** start of Text passage **

Autoscaling With KEDA
KEDA is useful when the scaling signal is an event source such as SQS, Kafka, Pub/Sub, RabbitMQ, or Prometheus. KEDA's docs explain that it can decide activation from zero to one, then pass scaling decisions to HPA for one-to-N scaling: KEDA scaling deployments.
Example with a queue trigger:
apiVersion: keda.sh/v1alpha1
kind: ScaledObject
metadata:
name: summary-worker
spec:
scaleTargetRef:
name: summary-worker
pollingInterval: 15
cooldownPeriod: 300
minReplicaCount: 0
maxReplicaCount: 12
triggers:
- type: aws-sqs-queue
metadata:
queueURL: https://sqs.us-east-1.amazonaws.com/123456789012/summary-jobs
queueLength: "5"
awsRegion: us-east-1
authenticationRef:
name: keda-aws-auth
For GPU workloads, be careful with scale-to-zero:
- Scale-to-zero saves money.
- Scale-from-zero can be slow if nodes and model weights are cold.
- Some user-facing endpoints need warm minimum capacity.
- Queue workers tolerate cold starts better than interactive chat.
Use minReplicaCount: 0 for batch or async jobs. Use a warm floor for interactive traffic.
HPA Is Not Enough For Every Inference Workload
CPU utilization is a poor proxy for GPU inference saturation. A GPU worker can be overloaded while CPU looks fine, or CPU can spike during tokenization while the GPU is underused.
Better scaling signals:
- queue depth
- oldest message age
- in-flight requests per pod
- GPU utilization
- GPU memory utilization
- request latency
- tokens generated per second
- batch wait time
- admission reject rate
If your model server exposes Prometheus metrics, scale on application signals:
apiVersion: keda.sh/v1alpha1
kind: ScaledObject
metadata:
name: generator-server
spec:
scaleTargetRef:
name: generator-server
minReplicaCount: 2
maxReplicaCount: 8
triggers:
- type: prometheus
metadata:
serverAddress: http://prometheus.monitoring.svc.cluster.local:9090
metricName: inference_inflight_requests
query: sum(inference_inflight_requests{service="generator-server"})
threshold: "40"
This is still a simplification. For large models, a new pod may not be useful until the cluster has GPU nodes, the image is pulled, weights are loaded, and warmup completes.
Admission Control
Inference services need request admission control before work reaches the GPU.

** end of Text passage **
** start of Raw data **

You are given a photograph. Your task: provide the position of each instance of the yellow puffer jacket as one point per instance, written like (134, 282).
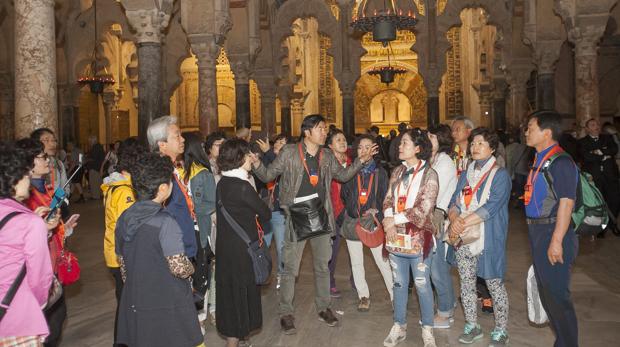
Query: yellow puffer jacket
(117, 197)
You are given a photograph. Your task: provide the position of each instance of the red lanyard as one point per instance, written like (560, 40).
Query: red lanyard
(363, 194)
(468, 193)
(314, 180)
(188, 199)
(402, 200)
(532, 176)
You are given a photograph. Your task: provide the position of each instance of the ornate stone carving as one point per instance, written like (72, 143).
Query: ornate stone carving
(148, 23)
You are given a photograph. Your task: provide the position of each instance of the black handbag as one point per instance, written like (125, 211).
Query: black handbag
(309, 219)
(261, 260)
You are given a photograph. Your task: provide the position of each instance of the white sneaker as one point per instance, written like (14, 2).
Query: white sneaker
(427, 336)
(397, 334)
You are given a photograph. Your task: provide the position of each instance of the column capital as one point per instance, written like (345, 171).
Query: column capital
(148, 23)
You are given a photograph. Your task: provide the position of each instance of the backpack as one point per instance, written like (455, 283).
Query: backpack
(590, 213)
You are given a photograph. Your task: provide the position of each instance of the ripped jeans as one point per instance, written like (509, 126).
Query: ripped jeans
(421, 276)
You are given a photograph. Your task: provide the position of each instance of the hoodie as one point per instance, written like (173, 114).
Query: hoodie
(118, 195)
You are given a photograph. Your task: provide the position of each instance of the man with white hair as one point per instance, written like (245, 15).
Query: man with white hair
(164, 136)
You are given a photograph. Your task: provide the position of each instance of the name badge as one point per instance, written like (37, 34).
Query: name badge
(401, 204)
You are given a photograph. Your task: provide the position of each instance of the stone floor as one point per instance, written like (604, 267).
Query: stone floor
(595, 286)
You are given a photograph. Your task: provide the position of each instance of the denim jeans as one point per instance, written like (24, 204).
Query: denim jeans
(421, 277)
(275, 229)
(440, 276)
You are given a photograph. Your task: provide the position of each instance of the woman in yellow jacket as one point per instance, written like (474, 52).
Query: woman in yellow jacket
(118, 195)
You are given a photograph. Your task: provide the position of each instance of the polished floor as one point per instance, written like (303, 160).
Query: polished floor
(595, 287)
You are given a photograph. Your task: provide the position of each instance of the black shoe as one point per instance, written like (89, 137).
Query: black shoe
(328, 317)
(287, 323)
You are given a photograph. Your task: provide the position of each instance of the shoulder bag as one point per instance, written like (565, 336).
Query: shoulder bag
(261, 260)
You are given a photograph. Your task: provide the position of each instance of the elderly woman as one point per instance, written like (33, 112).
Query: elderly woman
(238, 300)
(473, 206)
(23, 246)
(408, 210)
(363, 197)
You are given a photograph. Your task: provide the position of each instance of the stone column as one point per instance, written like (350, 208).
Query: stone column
(517, 80)
(109, 102)
(148, 25)
(547, 54)
(586, 80)
(284, 93)
(206, 51)
(242, 94)
(35, 67)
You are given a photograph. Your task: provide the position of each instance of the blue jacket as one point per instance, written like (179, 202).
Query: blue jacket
(492, 261)
(177, 206)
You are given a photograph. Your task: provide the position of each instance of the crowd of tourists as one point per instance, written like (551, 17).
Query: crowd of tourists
(187, 222)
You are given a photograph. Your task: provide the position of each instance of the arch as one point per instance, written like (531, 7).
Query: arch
(328, 25)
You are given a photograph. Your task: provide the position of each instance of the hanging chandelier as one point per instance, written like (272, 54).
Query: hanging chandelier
(383, 21)
(92, 78)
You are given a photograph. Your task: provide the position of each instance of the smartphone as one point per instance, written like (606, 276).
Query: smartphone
(73, 219)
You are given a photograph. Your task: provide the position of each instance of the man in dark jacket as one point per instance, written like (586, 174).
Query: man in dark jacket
(598, 152)
(306, 170)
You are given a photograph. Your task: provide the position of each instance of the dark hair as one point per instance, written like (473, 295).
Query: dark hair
(15, 163)
(149, 172)
(548, 119)
(37, 133)
(194, 153)
(310, 122)
(232, 154)
(444, 138)
(420, 138)
(128, 152)
(31, 147)
(211, 138)
(332, 133)
(487, 134)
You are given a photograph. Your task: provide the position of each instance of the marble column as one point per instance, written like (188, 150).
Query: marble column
(586, 80)
(268, 111)
(348, 113)
(242, 95)
(285, 110)
(108, 104)
(149, 24)
(35, 67)
(206, 52)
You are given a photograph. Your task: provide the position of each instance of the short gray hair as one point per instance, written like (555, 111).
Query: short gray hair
(158, 130)
(469, 124)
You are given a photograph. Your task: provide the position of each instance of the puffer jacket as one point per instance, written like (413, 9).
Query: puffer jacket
(289, 167)
(118, 195)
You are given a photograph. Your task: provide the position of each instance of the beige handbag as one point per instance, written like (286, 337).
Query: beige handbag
(471, 234)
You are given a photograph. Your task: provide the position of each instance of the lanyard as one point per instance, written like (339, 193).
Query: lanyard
(402, 200)
(533, 176)
(185, 191)
(363, 194)
(468, 193)
(314, 182)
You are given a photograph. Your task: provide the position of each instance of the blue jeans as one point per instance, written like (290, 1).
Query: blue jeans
(440, 275)
(422, 280)
(275, 229)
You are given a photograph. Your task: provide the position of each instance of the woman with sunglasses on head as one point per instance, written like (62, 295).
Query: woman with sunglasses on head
(481, 201)
(408, 210)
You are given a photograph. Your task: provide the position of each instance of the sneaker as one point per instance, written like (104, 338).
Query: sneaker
(498, 338)
(328, 317)
(427, 336)
(364, 305)
(334, 292)
(471, 333)
(397, 334)
(487, 305)
(287, 323)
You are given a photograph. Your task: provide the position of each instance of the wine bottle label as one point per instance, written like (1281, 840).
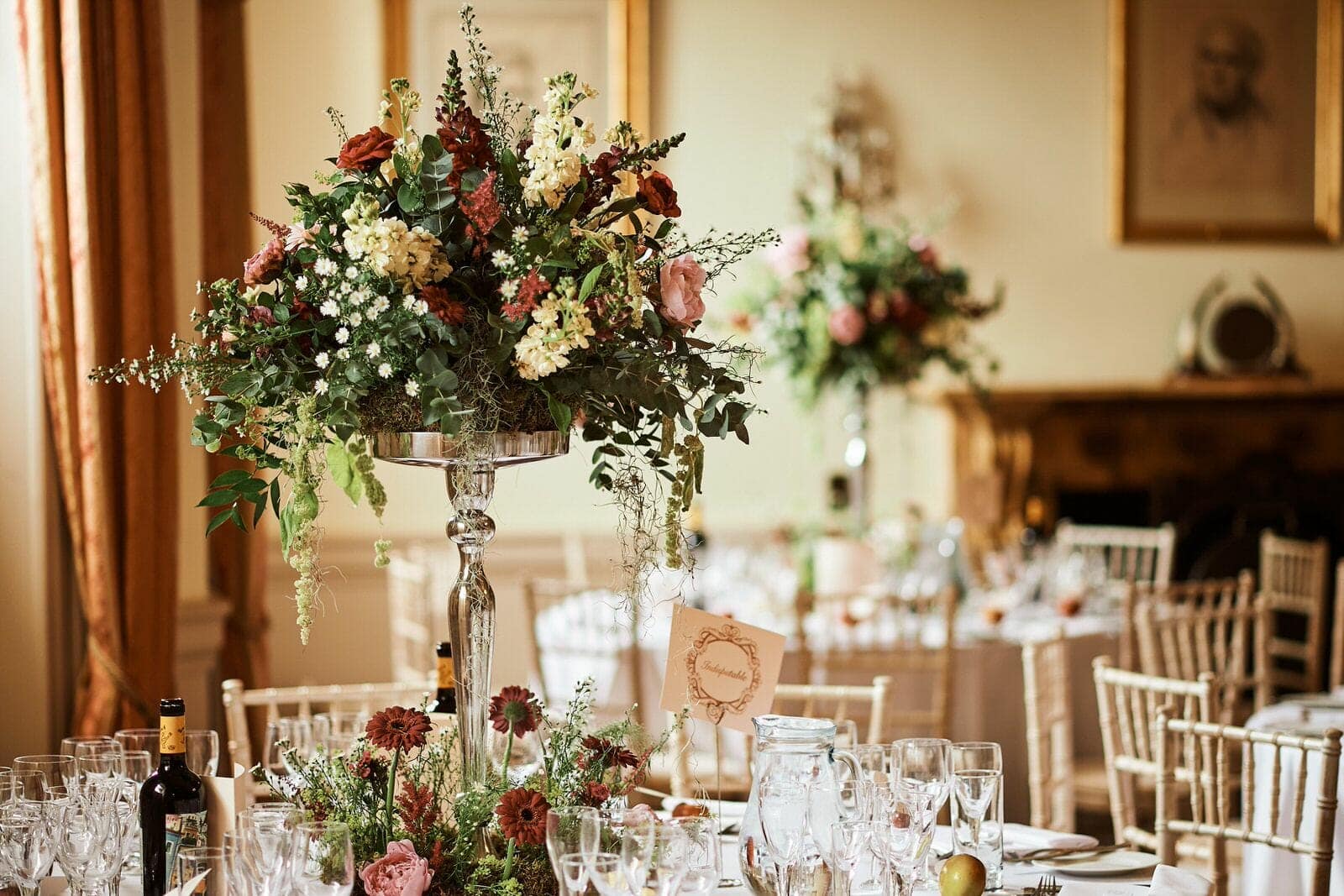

** end of Raw data **

- _The tasks_:
**1.** Switch "simplification" to "approximation" in the KEDA autoscaling passage from "This is still" to "and warmup completes.", and give that stretch again with this one change.
**2.** Return the rows from the line with "like (104, 338)." to the last line of the rows, with both ends included. Leave the pictures out.
The KEDA autoscaling passage and the rows were taken from unrelated sources.

- _Set of answers_:
**1.**
This is still a approximation. For large models, a new pod may not be useful until the cluster has GPU nodes, the image is pulled, weights are loaded, and warmup completes.

**2.**
You are given a photograph. Your task: provide the position of each instance of the sneaker as one point per instance, written like (104, 338).
Query: sneaker
(498, 338)
(328, 317)
(427, 336)
(364, 305)
(334, 292)
(471, 333)
(397, 334)
(487, 305)
(287, 323)
You are given a photograph. Your task: provide the position of each instance of the wine bottle label as one point per instance, written like (1281, 840).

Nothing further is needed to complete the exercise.